(Collection entries)
=-=-=
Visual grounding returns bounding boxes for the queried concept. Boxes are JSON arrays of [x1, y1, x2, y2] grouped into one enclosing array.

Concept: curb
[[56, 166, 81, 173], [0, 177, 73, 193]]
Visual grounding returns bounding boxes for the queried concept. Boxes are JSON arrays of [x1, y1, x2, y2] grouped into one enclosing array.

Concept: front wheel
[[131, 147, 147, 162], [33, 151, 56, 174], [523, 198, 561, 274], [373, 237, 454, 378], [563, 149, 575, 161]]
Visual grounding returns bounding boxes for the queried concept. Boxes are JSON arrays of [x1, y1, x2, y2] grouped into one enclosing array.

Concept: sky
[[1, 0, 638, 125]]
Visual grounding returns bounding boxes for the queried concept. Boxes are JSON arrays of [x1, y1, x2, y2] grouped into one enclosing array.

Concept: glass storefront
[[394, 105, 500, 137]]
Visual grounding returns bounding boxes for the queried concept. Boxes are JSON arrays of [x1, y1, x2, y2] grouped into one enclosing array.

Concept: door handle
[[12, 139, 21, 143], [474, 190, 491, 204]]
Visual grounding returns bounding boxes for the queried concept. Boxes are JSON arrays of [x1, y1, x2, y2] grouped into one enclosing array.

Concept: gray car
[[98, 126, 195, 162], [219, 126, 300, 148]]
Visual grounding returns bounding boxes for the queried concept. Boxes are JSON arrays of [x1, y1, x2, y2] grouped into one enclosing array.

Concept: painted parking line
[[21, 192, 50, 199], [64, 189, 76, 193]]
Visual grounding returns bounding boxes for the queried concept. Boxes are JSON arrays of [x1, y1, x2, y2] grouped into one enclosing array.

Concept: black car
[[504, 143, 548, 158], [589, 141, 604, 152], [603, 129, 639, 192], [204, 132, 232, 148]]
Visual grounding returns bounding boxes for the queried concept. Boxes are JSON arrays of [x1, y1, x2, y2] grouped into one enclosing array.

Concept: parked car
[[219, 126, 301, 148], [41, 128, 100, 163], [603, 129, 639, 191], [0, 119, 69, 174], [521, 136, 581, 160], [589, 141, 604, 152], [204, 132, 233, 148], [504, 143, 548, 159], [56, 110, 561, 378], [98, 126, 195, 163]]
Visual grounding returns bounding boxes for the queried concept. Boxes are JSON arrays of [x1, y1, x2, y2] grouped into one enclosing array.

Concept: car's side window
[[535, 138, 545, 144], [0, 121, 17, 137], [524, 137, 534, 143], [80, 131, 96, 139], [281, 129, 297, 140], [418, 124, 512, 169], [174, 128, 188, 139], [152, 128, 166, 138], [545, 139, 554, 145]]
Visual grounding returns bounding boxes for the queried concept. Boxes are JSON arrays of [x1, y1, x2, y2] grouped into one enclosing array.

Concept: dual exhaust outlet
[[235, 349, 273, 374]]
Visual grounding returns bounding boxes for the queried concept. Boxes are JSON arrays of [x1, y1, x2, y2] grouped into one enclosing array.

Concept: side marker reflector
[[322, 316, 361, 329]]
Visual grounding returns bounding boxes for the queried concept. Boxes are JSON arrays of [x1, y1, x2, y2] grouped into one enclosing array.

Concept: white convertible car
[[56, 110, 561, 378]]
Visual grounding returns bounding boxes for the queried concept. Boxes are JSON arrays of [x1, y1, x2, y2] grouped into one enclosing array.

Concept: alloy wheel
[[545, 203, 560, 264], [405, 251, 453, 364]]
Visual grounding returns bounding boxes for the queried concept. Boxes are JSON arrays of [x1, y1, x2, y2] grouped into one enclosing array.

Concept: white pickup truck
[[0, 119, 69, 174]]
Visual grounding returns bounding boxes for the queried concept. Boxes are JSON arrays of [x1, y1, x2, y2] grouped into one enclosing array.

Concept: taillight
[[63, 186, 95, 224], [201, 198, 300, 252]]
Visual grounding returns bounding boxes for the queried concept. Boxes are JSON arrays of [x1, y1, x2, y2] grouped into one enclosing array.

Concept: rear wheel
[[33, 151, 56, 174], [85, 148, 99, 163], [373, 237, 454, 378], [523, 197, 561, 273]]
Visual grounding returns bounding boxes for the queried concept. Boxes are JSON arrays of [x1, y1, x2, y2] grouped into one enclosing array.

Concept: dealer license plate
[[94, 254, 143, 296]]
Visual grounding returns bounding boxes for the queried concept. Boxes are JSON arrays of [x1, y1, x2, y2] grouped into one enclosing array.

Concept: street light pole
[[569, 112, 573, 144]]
=-=-=
» TASK ITEM: Could you retype exactly the lines from the one containing "Concept: rear wheel" through the final line of the data above, and no others?

» REPLY TO THE TASK:
Concept: rear wheel
[[33, 151, 56, 174], [85, 148, 99, 163], [373, 237, 454, 378], [523, 197, 561, 273]]
Visual grounding returns bounding boxes for the queried concept. Boxes are JSON arrays of [x1, y1, x2, y2] grouped into one enclosing array.

Concept: dealer license plate
[[94, 254, 143, 296]]
Visual grounding returns bounding boxes for the queried concept. Boxes are JSON arrays of [x1, y1, x2, y2] grouped into one enclosing array.

Concept: street light pole
[[569, 112, 573, 144]]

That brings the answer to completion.